── Data under study

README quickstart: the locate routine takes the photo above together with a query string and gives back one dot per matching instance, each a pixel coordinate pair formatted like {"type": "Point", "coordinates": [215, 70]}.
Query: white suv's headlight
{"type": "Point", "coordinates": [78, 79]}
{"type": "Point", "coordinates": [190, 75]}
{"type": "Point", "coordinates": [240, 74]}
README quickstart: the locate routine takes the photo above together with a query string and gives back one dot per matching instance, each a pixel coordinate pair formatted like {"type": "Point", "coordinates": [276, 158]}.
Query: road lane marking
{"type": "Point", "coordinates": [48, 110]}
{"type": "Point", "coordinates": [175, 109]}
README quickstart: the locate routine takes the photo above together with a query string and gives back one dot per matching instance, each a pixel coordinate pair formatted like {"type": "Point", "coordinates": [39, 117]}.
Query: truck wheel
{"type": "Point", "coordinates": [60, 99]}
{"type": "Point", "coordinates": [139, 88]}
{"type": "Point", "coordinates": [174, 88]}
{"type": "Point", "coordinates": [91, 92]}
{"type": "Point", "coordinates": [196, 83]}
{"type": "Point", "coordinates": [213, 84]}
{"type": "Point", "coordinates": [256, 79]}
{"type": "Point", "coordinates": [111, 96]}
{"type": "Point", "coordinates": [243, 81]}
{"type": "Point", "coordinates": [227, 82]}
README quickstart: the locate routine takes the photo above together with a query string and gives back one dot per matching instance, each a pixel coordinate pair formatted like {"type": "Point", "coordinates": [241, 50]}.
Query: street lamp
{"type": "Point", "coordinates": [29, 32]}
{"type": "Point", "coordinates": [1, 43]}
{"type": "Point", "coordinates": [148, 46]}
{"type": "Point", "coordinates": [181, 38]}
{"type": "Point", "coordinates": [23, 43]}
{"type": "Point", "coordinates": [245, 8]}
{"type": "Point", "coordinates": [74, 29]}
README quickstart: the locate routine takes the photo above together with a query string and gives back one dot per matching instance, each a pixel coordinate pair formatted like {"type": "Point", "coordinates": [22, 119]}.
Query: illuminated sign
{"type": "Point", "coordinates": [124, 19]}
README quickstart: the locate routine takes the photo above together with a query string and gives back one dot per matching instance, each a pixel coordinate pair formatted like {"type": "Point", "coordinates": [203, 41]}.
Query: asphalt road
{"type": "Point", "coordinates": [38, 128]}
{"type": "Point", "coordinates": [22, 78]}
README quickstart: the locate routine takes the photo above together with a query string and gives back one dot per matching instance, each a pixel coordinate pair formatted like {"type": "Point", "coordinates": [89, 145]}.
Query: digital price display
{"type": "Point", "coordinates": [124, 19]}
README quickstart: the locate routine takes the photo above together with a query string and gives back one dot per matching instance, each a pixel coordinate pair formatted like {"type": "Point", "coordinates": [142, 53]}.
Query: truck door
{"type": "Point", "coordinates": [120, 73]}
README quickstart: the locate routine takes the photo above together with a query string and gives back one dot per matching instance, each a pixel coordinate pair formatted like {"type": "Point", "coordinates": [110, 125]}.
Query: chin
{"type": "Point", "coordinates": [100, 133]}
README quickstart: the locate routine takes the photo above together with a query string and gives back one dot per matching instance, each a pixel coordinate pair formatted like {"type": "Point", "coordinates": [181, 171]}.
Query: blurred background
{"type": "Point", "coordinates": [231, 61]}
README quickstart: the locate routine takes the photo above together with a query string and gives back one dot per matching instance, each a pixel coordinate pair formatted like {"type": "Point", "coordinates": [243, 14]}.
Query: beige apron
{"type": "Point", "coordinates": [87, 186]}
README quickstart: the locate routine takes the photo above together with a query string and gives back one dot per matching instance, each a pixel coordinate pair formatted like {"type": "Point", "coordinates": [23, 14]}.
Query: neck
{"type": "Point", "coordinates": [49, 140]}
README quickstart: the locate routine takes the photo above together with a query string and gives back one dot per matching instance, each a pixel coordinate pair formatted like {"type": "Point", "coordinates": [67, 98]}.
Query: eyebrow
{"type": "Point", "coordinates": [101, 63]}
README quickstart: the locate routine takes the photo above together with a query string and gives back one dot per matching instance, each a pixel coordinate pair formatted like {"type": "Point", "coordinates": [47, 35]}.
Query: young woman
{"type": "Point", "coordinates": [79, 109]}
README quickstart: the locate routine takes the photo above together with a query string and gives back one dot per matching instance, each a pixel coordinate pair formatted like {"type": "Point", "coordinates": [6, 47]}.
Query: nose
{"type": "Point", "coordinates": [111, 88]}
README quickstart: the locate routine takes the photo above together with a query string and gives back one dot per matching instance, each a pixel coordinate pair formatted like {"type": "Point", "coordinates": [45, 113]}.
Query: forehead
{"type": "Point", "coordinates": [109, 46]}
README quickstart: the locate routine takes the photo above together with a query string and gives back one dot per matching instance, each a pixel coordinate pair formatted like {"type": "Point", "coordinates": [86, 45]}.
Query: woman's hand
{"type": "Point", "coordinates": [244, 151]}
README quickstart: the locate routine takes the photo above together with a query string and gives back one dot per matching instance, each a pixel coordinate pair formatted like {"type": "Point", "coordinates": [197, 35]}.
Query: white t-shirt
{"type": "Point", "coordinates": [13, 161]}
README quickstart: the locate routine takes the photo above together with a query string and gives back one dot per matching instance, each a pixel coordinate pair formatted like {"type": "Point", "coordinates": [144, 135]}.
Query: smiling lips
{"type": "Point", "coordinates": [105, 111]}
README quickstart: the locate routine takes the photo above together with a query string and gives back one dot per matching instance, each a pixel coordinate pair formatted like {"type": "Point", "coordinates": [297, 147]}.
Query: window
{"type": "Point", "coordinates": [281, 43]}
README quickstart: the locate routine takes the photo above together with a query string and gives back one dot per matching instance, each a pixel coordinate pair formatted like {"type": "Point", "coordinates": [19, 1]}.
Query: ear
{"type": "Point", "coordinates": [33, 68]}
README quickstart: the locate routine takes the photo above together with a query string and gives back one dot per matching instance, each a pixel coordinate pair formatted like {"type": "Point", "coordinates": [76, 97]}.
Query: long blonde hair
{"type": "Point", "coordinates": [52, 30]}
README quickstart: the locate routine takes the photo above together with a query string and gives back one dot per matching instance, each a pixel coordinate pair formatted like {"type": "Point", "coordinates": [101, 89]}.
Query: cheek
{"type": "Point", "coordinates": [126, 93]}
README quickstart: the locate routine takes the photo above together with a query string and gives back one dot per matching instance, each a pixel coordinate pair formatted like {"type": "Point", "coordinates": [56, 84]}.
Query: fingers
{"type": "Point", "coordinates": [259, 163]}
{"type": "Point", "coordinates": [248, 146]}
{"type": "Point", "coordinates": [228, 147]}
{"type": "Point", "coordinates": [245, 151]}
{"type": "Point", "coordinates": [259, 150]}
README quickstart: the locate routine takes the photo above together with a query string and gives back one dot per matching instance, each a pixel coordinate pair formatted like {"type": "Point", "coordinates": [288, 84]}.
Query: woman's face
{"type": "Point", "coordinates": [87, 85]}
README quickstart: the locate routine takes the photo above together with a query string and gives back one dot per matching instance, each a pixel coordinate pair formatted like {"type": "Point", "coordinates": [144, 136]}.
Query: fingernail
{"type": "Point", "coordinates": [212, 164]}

────

## Required action
Lines from the one containing "Query: fingers" through the final line of the entries above are to be output exactly; omit all others.

## Finished task
Query: fingers
{"type": "Point", "coordinates": [259, 163]}
{"type": "Point", "coordinates": [248, 146]}
{"type": "Point", "coordinates": [228, 147]}
{"type": "Point", "coordinates": [245, 151]}
{"type": "Point", "coordinates": [259, 150]}
README quickstart: the locate routine takes the photo above together with a query string and gives back one dot per matching instance, each a pixel coordinate pair formatted like {"type": "Point", "coordinates": [288, 84]}.
Query: woman's face
{"type": "Point", "coordinates": [87, 85]}
README quickstart: the locate routine takes the photo above together with a query string and gives back one dot per matching instance, each a pixel coordinate pair formatted like {"type": "Point", "coordinates": [144, 136]}.
Query: fingernail
{"type": "Point", "coordinates": [212, 164]}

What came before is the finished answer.